Tuesday, August 17, 2010

July AZH Newsletter

Dear Friends,

It has been a busy summer for Appalachian Zen House. Our newest outreach project is coordinating the garden for the Bald Eagle Area School District’s Summer Lunch program. This program provides free lunches every Monday-Friday to children and youth in the Bald Eagle School District and is a joint effort of the Martha United Methodist Church and local volunteers. AZH built a raised bed garden using donated materials and plants. Every Wednesday morning I lead an activity related to the garden. Activities have included planting the garden, constructing a scarecrow, painting a sign for the garden and for each type of plant, and constructing trellises for pumpkins and watermelons.

We hosted a Fresh Air child from the Bronx, New York, earlier this month. Fresh Air is a non-profit organization that arranges for children from NYC to experience life with a family that lives in the country. Our "daughter" for the week had a blast swimming in the pond, hiking in the woods, chasing fireflies, and immersing herself in the natural world. She definitely plans to come back next year.

The summer camp started on June 22nd . While we've been disappointed by the low turnout—three to four kids each week, the kids who come are having a good time. Activities have included making vegetarian lasagna, picking blueberries, making fruit smoothies, learning about Native American culture, and swimming.

**What to work on**.
1. In the rows below, how many lines contain the string "black"? Matching is case-sensitive. Reply with the number only.
2. Continue the Appalachian Zen House newsletter from where it stops.

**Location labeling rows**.

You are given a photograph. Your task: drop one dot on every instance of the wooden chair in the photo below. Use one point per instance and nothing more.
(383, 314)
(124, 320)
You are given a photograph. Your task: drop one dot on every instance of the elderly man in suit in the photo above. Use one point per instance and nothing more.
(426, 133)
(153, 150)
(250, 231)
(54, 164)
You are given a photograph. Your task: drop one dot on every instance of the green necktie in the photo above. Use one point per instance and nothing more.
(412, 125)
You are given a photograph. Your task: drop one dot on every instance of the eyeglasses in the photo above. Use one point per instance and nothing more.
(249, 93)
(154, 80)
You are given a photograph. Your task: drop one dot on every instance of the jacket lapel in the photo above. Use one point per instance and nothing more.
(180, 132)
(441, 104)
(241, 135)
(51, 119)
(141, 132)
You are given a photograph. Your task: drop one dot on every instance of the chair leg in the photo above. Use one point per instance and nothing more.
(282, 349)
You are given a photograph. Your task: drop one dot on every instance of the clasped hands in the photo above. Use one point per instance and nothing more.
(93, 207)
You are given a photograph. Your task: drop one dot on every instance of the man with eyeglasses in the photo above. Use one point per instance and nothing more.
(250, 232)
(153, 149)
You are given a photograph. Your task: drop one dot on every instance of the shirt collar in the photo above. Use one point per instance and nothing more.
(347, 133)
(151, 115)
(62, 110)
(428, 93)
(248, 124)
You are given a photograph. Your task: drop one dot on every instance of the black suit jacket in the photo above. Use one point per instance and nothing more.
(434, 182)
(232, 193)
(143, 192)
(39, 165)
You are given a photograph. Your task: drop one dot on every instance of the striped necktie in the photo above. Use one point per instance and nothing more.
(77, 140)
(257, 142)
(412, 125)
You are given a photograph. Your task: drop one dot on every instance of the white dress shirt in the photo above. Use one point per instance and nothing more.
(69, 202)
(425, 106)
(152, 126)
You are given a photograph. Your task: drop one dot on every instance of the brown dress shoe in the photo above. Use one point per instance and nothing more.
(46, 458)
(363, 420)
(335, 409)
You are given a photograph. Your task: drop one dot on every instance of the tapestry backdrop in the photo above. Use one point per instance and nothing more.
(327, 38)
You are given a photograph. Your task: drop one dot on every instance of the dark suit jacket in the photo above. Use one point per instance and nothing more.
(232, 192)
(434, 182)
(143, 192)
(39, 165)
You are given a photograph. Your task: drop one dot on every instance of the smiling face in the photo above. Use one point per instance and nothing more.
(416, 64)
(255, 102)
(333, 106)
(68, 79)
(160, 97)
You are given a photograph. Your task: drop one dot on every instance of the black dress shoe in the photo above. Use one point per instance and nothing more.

**Responses**.
1. 2

2.
We continue to host weekly meditation and council circle. We recently expanded the time we spend on council circle from 30 minutes to an hour. We feel this change has allowed us to delve deeper into issues that arise. All are welcome to attend meditation, which takes place on Monday evenings from 7 pm-9 pm. Participants are also invited to our potluck dinner at 6 pm. Please email me at appzenhouse@gmail.com if you'd like to attend.

Our friend David reports that he is very happy with the raised bed garden that we set up for him in May. He says his vegetables are doing very well and that the fence has successfully kept out the critters. If you would like to donate money to pay for a raised bed garden for a person in need, please contact us at appzenhouse@gmail.com. We will build the bed, deliver it, and construct it on site. We will deliver the soil and the plants as well and provide gardening advice.

Sunny attended a week long workshop with Joanna Macy in May. Inspired by her work he conducted a Speak Your Peace program at Ahimsa Village that gave us all an introduction to her work. Fifteen people attended this program.

Finally, I have been blessed with the opportunity to assist with teaching a conflict resolution course to inmates at the Centre County Correctional Facility. The course was created by an exceptionally dedicated and courageous woman, Marie Hamilton, from a course designed by the Quakers. Marie’s work in the Pennsylvania prison system over the past 30 years has powerfully demonstrated that when prisoners are treated with respect and when they are taught conflict resolution skills, their lives can be radically transformed. In June I assisted Marie with teaching the course to ten male inmates. The men expressed sincere gratitude to Marie, another volunteer, and me at the conclusion of the course. In August I will be assisting Marie in teaching the course to a group of female inmates.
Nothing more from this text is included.